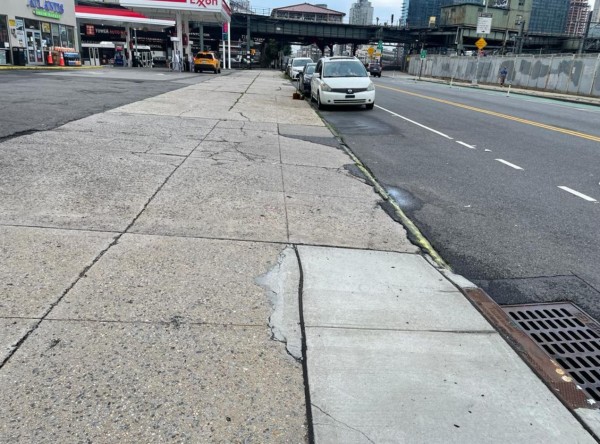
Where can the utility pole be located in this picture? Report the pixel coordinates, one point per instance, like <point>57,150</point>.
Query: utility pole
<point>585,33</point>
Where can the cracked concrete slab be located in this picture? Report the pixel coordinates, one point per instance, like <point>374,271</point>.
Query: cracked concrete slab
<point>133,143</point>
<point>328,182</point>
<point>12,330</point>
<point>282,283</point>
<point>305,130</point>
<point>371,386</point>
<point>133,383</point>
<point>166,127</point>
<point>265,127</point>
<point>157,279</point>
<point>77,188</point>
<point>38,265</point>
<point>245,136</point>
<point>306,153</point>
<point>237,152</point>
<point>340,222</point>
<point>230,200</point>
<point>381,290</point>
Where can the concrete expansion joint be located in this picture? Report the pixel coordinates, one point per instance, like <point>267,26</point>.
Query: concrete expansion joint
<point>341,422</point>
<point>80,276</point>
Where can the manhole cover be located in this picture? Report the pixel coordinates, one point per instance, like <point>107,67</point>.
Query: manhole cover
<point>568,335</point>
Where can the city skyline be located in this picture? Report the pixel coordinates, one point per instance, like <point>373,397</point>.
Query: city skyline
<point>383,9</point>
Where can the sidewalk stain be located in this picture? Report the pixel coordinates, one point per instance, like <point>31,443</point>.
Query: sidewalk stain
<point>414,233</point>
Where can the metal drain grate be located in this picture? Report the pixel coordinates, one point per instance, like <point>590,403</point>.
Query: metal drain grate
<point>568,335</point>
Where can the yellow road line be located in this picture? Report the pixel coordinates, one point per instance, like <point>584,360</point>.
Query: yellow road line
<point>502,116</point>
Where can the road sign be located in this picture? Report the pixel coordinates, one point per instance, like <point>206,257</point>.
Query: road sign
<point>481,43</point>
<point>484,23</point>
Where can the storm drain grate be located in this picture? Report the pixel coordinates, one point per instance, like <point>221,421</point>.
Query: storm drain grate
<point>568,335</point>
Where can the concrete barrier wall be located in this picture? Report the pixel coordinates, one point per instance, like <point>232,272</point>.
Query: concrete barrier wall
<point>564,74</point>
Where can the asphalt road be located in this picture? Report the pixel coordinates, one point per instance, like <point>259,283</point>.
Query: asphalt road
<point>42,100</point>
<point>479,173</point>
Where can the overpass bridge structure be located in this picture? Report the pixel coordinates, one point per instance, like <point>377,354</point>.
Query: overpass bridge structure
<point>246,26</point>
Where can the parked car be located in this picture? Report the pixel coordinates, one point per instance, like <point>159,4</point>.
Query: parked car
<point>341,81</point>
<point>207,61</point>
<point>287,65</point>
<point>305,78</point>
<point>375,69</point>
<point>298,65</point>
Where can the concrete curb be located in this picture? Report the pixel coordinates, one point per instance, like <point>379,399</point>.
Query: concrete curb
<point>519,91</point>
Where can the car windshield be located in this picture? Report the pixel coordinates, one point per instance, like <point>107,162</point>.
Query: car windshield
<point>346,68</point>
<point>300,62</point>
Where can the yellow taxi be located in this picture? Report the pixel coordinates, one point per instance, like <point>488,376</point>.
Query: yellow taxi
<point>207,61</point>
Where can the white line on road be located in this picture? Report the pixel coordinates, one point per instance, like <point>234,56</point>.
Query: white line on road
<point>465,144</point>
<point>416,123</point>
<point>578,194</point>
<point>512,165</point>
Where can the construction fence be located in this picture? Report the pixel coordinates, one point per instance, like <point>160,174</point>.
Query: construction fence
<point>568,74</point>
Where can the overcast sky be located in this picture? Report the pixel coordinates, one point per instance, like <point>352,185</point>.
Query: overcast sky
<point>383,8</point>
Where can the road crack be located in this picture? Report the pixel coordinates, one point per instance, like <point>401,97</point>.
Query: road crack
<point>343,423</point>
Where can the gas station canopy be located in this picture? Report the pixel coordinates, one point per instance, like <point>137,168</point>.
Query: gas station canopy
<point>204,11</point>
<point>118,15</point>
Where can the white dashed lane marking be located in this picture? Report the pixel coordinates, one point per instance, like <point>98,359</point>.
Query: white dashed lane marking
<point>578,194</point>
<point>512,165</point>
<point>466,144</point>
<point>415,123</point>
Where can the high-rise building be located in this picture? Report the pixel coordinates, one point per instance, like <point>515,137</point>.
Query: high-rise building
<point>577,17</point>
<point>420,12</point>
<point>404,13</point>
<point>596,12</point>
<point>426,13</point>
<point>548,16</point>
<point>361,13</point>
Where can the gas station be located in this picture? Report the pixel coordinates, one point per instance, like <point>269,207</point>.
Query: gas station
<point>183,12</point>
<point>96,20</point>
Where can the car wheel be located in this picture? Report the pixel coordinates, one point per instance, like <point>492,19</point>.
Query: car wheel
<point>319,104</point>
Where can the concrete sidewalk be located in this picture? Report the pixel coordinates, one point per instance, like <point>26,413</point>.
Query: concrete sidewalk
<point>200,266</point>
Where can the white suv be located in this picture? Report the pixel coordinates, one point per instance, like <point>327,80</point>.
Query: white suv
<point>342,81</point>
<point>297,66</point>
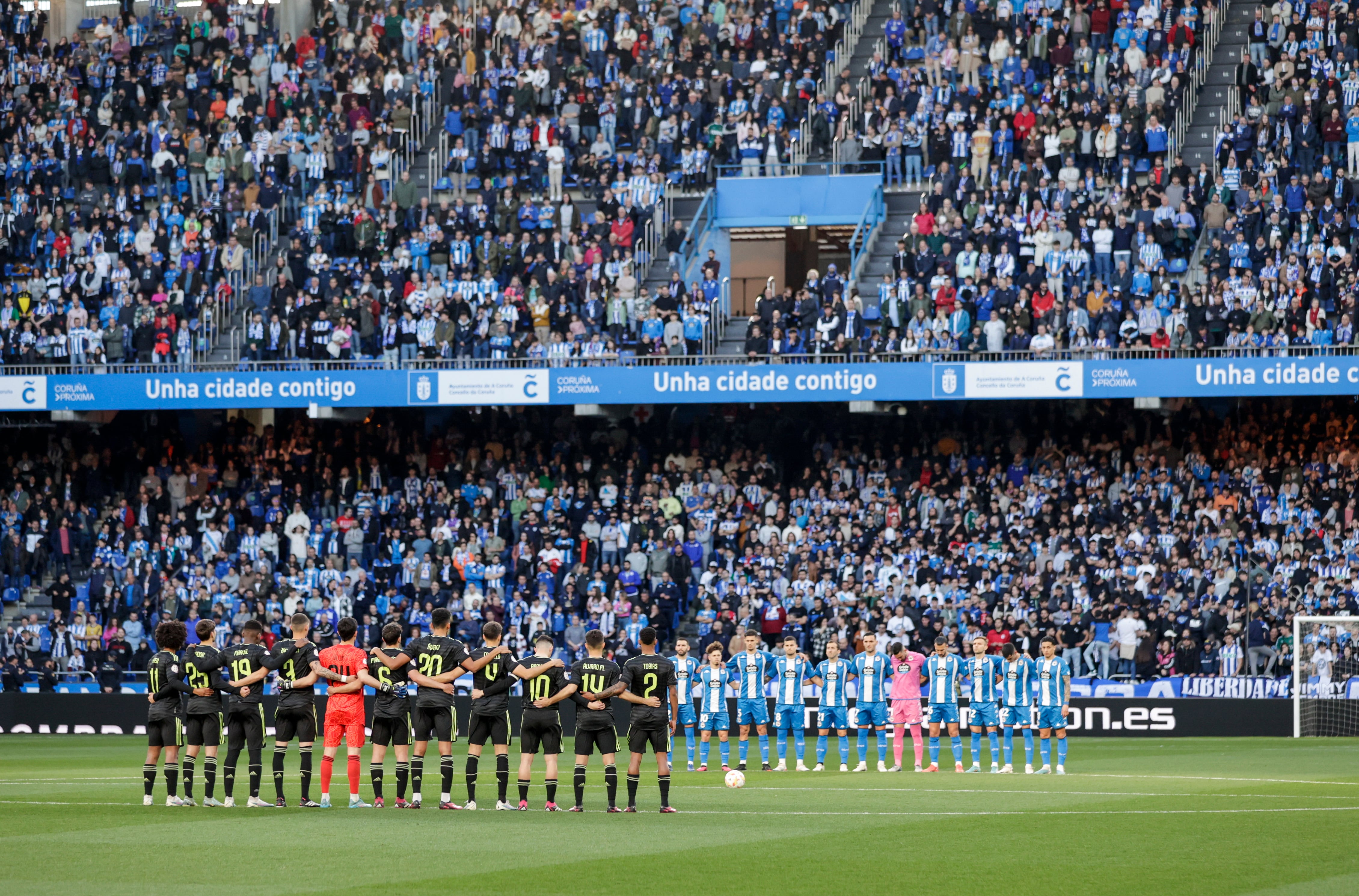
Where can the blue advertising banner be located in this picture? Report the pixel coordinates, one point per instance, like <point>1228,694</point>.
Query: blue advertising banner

» Task description
Only the text of the records belongs in your answer, copied exactly as it appears above.

» Finished exercise
Where can the utility pole be located in this picture? Report the pixel coordinates, one point per instance, like <point>57,150</point>.
Query: utility pole
<point>585,33</point>
Where can the cracked concrete slab be located in this picture? Report the pixel coordinates, one point per instance, like <point>374,271</point>.
Query: cracked concrete slab
<point>133,143</point>
<point>328,182</point>
<point>12,330</point>
<point>282,283</point>
<point>305,130</point>
<point>371,386</point>
<point>133,383</point>
<point>166,127</point>
<point>265,127</point>
<point>157,279</point>
<point>77,188</point>
<point>38,265</point>
<point>245,136</point>
<point>306,153</point>
<point>237,152</point>
<point>340,222</point>
<point>230,200</point>
<point>381,290</point>
Where can the concrete expansion joint be located in this picture? Report the pixel coordinates, one point per instance, like <point>267,26</point>.
Query: concrete expansion joint
<point>341,422</point>
<point>80,276</point>
Where can the manhole cover be located in this picture? Report the pixel coordinates, one point per instance, like <point>107,67</point>.
Query: manhole cover
<point>568,335</point>
Where can the city skyline be located in this picture? Report the pixel coordinates, one point per instance, like <point>373,397</point>.
Query: city skyline
<point>383,9</point>
Where can the sidewalk stain be located in this picture? Report the pixel coordinates, one point per instance, like <point>31,443</point>.
Query: sidewalk stain
<point>414,233</point>
Where can the metal drain grate be located in this picture? Report the pixel coordinates, one point per instance, like <point>590,403</point>.
Query: metal drain grate
<point>568,335</point>
Where can the yellow road line be located in this picture? Report the pixel coordinates, one point per instance, like <point>584,360</point>.
Query: yellow road line
<point>502,116</point>
Where can the road sign be located in this picture? Report the pixel coordinates, one point per instance, like <point>206,257</point>.
Query: road sign
<point>481,43</point>
<point>484,23</point>
Where can the storm drain grate be located in this picture? Report the pixel coordinates, one point per instance, like <point>221,421</point>.
Query: storm drain grate
<point>568,335</point>
Where can the concrete barrier wall be located in this picture? Report the pixel coordinates, one point per instance, like <point>232,272</point>.
Query: concrete barrier wall
<point>564,74</point>
Where can the asphalt road be located in this picture? Report the pixel coordinates, one point per instance, like <point>259,283</point>.
Query: asphalt road
<point>42,100</point>
<point>479,173</point>
Where can the overpass bridge structure be located in this picture? Report the pixel coordinates, one point per instance, like <point>377,354</point>.
Query: overpass bridge structure
<point>246,26</point>
Where can the parked car be located in this picture? Report the pixel coordinates, one point per instance, like <point>159,4</point>.
Query: parked car
<point>341,81</point>
<point>207,61</point>
<point>287,65</point>
<point>305,78</point>
<point>375,69</point>
<point>298,65</point>
Where can the concrete curb be located in this picture? Report the pixel coordinates, one point per instance, like <point>379,399</point>.
Query: concrete curb
<point>519,91</point>
Where can the car windshield be located in this picture? Report the pixel coordinates, one point per instance, like <point>107,162</point>.
Query: car windshield
<point>346,68</point>
<point>300,62</point>
Where can the yellow taxi be located in this picture? Report the pixel coordinates, one point per instance, like <point>488,376</point>.
Query: yellow taxi
<point>207,61</point>
Where can the white line on road be located in this picture? Report the pixel coordinates, one point per instance, like <point>234,56</point>.
Query: white line on road
<point>465,144</point>
<point>416,123</point>
<point>578,194</point>
<point>512,165</point>
Where can the construction fence be located in this picture? Report the pixel coordinates, one point per instance, like <point>160,174</point>.
Query: construction fence
<point>568,74</point>
Where can the overcast sky be located in this picture? Report the pixel coordinates, one point per instance, like <point>352,185</point>.
Query: overcast sky
<point>383,8</point>
Where can the road crack be located in this picture? Report the pixel coordinates, one point per instance, like <point>401,97</point>.
Query: road crack
<point>343,423</point>
Where can the gas station canopy be located in this picture? Report the pixel coordinates, one point per instance, like <point>137,168</point>.
Query: gas station canopy
<point>204,11</point>
<point>118,15</point>
Where can the white dashed lane marking be located in this picture? Report the pixel coordinates, one point per instance, like <point>98,359</point>.
Query: white dashed lane marking
<point>578,194</point>
<point>512,165</point>
<point>466,144</point>
<point>415,123</point>
Where can the high-rise building be located in this picture? Report the pixel coordinates, one point per instance, like <point>515,137</point>.
Query: high-rise building
<point>577,17</point>
<point>420,12</point>
<point>404,13</point>
<point>596,12</point>
<point>426,13</point>
<point>548,16</point>
<point>361,13</point>
Where can the gas station be located in this picture? Report the pixel coordinates, one point per instance, like <point>269,207</point>.
Query: gas station
<point>183,12</point>
<point>96,20</point>
Where can the car wheel be located in this picture? Report the pixel coordinates, one point per instance, like <point>492,19</point>.
Query: car wheel
<point>319,104</point>
Where can the concrete sidewalk be located in this picture? Report the pixel coordinates, one point per instance, like <point>26,413</point>.
Query: concrete sidewalk
<point>200,266</point>
Where can the white suv be located in this picture? Report the pixel coordinates, one point per instance, like <point>327,80</point>.
Query: white suv
<point>342,81</point>
<point>297,66</point>
Where can the blue advertising banner be located in this picture? Report the pixel coordinates, one point per instance, like <point>1228,694</point>.
Query: blue advertising banner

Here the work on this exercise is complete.